**** DATASET EXTRACT ****

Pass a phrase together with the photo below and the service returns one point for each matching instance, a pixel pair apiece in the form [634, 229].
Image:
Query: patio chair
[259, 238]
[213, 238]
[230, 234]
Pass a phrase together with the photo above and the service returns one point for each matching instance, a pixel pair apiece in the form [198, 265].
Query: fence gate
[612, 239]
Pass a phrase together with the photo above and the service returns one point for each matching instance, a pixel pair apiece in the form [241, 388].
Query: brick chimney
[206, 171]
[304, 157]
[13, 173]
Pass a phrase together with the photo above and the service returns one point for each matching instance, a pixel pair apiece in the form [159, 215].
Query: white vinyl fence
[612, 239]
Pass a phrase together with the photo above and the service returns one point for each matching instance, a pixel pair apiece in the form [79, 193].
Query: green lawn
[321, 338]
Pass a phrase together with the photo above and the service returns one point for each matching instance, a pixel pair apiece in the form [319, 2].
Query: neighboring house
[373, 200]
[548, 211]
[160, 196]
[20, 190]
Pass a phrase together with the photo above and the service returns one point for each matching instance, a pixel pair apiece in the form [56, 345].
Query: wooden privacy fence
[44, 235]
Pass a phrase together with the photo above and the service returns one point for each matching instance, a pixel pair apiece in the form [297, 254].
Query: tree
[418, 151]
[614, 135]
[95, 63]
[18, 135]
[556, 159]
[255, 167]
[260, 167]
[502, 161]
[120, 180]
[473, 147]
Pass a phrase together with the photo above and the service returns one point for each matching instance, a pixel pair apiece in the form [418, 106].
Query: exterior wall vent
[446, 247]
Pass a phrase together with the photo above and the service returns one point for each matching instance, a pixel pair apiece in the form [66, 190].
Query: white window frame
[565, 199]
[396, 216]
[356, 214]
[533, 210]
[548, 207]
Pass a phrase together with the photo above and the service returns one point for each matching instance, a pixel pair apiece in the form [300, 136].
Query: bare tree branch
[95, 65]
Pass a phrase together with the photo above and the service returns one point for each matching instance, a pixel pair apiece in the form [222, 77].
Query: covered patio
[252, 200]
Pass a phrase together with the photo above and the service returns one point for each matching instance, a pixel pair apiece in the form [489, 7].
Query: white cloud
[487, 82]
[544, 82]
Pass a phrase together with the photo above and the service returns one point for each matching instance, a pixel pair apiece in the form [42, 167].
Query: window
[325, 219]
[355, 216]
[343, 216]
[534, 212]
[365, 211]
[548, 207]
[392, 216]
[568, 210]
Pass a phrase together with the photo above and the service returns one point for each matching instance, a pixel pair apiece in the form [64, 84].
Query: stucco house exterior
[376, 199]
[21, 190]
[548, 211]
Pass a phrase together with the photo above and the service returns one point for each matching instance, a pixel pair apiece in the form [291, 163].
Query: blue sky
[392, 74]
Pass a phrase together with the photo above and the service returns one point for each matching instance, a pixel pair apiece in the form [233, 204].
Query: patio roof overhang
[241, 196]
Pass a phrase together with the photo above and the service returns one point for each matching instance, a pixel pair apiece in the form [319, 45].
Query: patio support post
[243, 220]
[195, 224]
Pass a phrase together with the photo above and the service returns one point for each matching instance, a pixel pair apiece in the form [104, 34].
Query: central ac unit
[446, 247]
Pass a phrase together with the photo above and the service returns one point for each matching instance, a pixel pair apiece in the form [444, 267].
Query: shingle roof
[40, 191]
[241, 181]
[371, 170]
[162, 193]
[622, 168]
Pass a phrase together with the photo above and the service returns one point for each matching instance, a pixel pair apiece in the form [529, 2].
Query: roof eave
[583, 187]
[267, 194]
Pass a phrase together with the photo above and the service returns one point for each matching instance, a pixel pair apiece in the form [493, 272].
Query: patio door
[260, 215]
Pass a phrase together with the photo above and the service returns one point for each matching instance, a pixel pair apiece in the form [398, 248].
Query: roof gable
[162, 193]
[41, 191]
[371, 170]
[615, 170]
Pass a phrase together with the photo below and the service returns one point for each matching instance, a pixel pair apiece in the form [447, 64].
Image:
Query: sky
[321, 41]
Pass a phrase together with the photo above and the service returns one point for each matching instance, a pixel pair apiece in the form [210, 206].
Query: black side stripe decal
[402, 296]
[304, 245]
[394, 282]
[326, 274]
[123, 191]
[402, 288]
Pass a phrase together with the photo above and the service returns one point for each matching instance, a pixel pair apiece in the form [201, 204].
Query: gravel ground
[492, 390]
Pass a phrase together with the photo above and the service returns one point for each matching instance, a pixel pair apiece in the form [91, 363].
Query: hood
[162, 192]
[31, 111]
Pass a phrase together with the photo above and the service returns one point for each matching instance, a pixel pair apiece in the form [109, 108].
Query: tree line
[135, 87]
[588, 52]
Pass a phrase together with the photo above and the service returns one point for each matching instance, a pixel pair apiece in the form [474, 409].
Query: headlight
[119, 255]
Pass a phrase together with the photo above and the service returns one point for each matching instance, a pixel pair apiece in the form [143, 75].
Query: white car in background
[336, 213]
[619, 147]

****

— SET PROBLEM —
Please quote exactly the lines from the one containing "form [91, 363]." through the last line of the records above, both included, and nothing else.

— OUTPUT OF THE TASK —
Pass a phrase together with the photo above and the service returns one point for each matching instance, a pixel pair apiece in the form [91, 363].
Query: hood
[162, 192]
[31, 111]
Pass a phrase together with the photo above and the service returns one point for each matching instance, a pixel pair apiece in the form [109, 108].
Query: tree line
[135, 87]
[588, 52]
Pass a phrase together with the photo above and the service returns one point for each matching instance, a pixel pair apiece in the form [474, 409].
Query: headlight
[119, 255]
Pass a phrase together with the photo above and the service returns one point for each matching instance, a pixel pair apiece in the form [143, 75].
Query: white car in background
[336, 213]
[619, 147]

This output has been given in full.